----- Material shown -----
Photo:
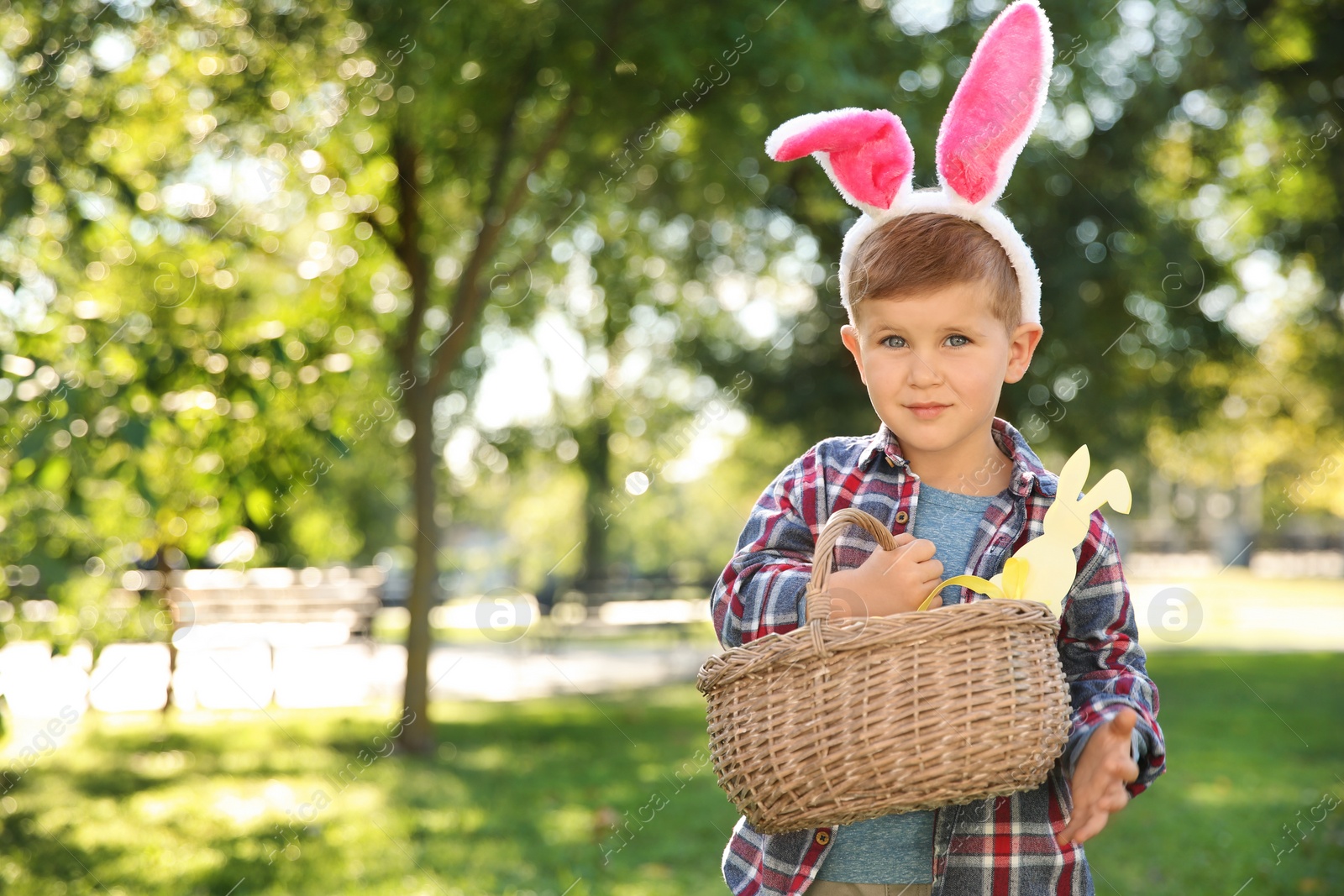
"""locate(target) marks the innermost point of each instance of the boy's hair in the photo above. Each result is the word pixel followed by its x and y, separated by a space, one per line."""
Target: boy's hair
pixel 925 251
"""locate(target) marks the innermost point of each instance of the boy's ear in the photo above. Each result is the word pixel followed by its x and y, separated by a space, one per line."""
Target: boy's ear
pixel 1025 342
pixel 850 336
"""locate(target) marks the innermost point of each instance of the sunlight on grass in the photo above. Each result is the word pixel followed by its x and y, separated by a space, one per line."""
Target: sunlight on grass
pixel 612 797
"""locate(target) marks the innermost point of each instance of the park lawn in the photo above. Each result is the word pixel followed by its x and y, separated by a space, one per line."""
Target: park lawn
pixel 521 799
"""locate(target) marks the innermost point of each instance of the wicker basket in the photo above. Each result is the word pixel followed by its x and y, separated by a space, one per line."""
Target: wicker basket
pixel 833 723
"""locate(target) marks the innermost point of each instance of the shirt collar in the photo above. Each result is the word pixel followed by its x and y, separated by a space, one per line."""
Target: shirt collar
pixel 1027 470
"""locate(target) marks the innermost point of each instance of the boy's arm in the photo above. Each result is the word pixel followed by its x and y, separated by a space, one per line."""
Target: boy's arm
pixel 1102 660
pixel 763 587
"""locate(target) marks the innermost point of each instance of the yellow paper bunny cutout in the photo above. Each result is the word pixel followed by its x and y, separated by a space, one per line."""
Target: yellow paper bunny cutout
pixel 1045 567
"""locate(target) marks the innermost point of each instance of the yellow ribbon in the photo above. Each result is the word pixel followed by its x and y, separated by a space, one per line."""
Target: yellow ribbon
pixel 1014 589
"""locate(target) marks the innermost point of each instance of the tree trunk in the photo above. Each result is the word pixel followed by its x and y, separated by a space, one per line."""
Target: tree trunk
pixel 417 734
pixel 596 463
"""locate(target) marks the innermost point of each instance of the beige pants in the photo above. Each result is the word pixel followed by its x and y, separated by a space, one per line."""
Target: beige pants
pixel 835 888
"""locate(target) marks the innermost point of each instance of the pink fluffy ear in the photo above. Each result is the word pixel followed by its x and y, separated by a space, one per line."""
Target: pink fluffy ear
pixel 996 105
pixel 867 155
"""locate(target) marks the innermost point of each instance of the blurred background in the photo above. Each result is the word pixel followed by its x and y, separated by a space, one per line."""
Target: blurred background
pixel 385 385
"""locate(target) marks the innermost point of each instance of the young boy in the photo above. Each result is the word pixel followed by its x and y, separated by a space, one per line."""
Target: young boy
pixel 936 328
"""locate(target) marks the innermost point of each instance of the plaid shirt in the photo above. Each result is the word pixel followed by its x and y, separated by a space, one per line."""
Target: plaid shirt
pixel 1000 846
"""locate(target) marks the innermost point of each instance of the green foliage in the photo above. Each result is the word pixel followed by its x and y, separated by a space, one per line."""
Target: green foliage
pixel 530 795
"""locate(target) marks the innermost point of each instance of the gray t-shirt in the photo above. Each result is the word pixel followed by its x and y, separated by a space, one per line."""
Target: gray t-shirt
pixel 898 849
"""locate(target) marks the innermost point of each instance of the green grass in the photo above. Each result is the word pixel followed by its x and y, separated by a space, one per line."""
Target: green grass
pixel 521 799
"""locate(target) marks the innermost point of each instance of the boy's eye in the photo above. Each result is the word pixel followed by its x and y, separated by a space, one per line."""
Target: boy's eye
pixel 902 342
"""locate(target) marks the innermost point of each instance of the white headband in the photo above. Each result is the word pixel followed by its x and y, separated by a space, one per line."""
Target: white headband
pixel 869 156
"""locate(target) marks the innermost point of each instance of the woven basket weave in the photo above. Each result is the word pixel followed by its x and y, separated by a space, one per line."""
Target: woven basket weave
pixel 833 723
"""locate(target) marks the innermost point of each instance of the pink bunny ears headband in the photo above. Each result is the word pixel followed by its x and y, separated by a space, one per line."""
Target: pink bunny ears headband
pixel 996 107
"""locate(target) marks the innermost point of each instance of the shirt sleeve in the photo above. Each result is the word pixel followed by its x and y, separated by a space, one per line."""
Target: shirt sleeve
pixel 763 587
pixel 1102 661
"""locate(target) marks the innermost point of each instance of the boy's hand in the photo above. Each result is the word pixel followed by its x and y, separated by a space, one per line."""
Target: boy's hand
pixel 889 582
pixel 1100 778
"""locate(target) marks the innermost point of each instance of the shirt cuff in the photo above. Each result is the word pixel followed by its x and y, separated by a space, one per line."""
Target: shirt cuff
pixel 1136 750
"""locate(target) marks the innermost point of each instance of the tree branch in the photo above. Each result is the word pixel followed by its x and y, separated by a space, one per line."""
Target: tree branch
pixel 470 295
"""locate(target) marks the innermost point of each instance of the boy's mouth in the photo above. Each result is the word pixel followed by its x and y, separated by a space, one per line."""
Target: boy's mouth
pixel 927 410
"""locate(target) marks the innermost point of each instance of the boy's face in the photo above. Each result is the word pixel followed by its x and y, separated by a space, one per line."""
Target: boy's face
pixel 942 348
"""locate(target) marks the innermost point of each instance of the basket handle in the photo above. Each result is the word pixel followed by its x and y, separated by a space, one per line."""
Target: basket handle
pixel 819 604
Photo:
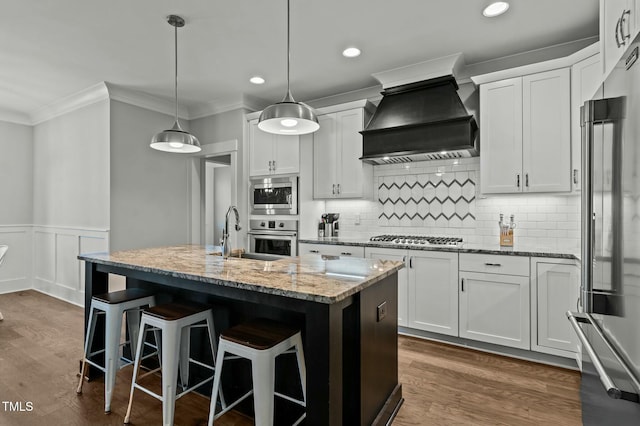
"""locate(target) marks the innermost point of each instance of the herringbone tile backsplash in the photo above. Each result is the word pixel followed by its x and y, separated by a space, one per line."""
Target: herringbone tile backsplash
pixel 443 199
pixel 428 199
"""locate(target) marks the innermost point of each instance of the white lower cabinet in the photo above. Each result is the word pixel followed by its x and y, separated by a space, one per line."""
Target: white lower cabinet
pixel 331 249
pixel 554 291
pixel 427 288
pixel 494 307
pixel 433 291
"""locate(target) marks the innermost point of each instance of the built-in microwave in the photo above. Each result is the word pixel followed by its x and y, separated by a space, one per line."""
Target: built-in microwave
pixel 274 195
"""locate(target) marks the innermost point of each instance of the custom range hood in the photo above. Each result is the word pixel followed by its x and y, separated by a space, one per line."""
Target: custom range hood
pixel 417 121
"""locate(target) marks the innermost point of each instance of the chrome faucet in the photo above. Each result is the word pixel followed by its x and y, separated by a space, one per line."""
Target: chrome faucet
pixel 226 250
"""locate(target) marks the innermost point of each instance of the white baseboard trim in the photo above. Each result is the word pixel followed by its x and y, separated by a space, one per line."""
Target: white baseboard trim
pixel 14 285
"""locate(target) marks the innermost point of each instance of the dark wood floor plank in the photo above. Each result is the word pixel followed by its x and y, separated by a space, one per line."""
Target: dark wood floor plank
pixel 41 343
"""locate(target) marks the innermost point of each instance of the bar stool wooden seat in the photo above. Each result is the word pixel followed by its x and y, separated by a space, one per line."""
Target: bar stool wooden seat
pixel 175 322
pixel 113 306
pixel 260 341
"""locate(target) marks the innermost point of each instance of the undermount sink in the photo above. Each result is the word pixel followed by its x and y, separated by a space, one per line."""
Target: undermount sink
pixel 261 256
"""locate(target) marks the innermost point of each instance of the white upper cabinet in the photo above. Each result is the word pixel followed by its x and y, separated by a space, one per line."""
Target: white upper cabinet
pixel 271 154
pixel 501 136
pixel 618 26
pixel 586 77
pixel 338 171
pixel 525 133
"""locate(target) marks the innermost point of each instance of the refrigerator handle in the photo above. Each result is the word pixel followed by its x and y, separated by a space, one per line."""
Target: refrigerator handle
pixel 612 390
pixel 586 198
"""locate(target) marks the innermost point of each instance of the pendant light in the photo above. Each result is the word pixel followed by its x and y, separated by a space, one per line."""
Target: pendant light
pixel 175 139
pixel 288 117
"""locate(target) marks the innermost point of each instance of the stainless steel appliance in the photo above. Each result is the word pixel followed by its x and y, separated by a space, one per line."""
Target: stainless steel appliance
pixel 276 195
pixel 418 240
pixel 277 237
pixel 609 322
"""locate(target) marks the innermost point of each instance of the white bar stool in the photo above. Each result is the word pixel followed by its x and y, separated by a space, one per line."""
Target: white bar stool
pixel 175 321
pixel 113 306
pixel 260 341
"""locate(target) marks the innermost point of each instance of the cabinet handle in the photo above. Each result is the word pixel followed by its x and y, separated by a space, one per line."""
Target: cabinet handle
pixel 623 20
pixel 618 32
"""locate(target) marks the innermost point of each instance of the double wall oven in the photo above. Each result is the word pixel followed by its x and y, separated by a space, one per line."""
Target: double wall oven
pixel 274 209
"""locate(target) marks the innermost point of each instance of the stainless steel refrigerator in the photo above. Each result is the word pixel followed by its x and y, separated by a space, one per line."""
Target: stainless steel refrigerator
pixel 608 325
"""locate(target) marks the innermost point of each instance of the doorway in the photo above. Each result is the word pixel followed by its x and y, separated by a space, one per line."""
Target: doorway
pixel 217 196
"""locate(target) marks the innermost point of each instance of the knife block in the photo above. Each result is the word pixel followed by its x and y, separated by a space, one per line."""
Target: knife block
pixel 506 239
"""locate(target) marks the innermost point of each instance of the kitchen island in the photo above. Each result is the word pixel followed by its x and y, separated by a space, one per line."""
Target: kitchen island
pixel 345 307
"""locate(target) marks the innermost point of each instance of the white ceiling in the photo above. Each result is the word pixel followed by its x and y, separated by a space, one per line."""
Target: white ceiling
pixel 53 49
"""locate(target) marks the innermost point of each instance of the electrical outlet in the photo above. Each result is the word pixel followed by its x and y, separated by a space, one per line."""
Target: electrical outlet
pixel 382 311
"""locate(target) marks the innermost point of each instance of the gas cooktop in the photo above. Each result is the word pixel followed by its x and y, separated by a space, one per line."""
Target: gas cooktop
pixel 418 240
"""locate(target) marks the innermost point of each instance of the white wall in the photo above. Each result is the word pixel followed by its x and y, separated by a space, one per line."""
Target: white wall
pixel 218 129
pixel 71 169
pixel 149 189
pixel 70 197
pixel 16 214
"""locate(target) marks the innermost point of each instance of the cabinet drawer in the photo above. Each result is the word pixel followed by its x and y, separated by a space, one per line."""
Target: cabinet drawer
pixel 331 249
pixel 495 264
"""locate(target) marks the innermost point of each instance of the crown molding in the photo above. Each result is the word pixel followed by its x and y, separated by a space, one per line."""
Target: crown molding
pixel 446 65
pixel 90 95
pixel 146 101
pixel 223 105
pixel 15 117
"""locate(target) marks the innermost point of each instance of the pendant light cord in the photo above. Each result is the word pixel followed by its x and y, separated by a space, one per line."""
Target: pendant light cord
pixel 288 97
pixel 175 45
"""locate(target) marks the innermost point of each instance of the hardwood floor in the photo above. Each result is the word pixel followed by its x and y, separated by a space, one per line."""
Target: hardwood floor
pixel 41 343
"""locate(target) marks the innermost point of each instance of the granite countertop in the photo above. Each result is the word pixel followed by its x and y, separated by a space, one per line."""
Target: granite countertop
pixel 517 250
pixel 310 277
-----
Task directions
Give only the lines from the one holding "Target: boy's arm" through the one holding "the pink fluffy", each restated exactly as it appears above.

Result for this task
Target: boy's arm
pixel 1102 660
pixel 763 587
"""locate(target) marks the innermost point of each instance of the yellow paper bunny cutout in the photo above. Each result is the word pixel followed by its x and y, separated by a space, one per line."""
Target: yellow paper bunny cutout
pixel 1045 567
"""locate(target) marks the innermost point of each instance of the yellow ribbon in the photo above. Each result is the word pixel followed by its x and y, separated by a space, one per line."""
Target: yellow ribbon
pixel 1014 589
"""locate(target) marks the innermost point of each instance of the tree trunk in the photo above. Each result is the word pixel followed by its x and y, separated by a space, one per line."""
Target: tree trunk
pixel 417 734
pixel 596 463
"""locate(target) marks the innermost point of each instance of the beige pants in the photo above. Each result is the word pixel followed by its x and y, separated by a space, one per line."""
Target: beige pants
pixel 835 888
"""locate(target) marks the innermost point of each instance of the pink fluffy ear in the photo above. Each result is the word pixel followed by its x and y, separated by a space, one per line."""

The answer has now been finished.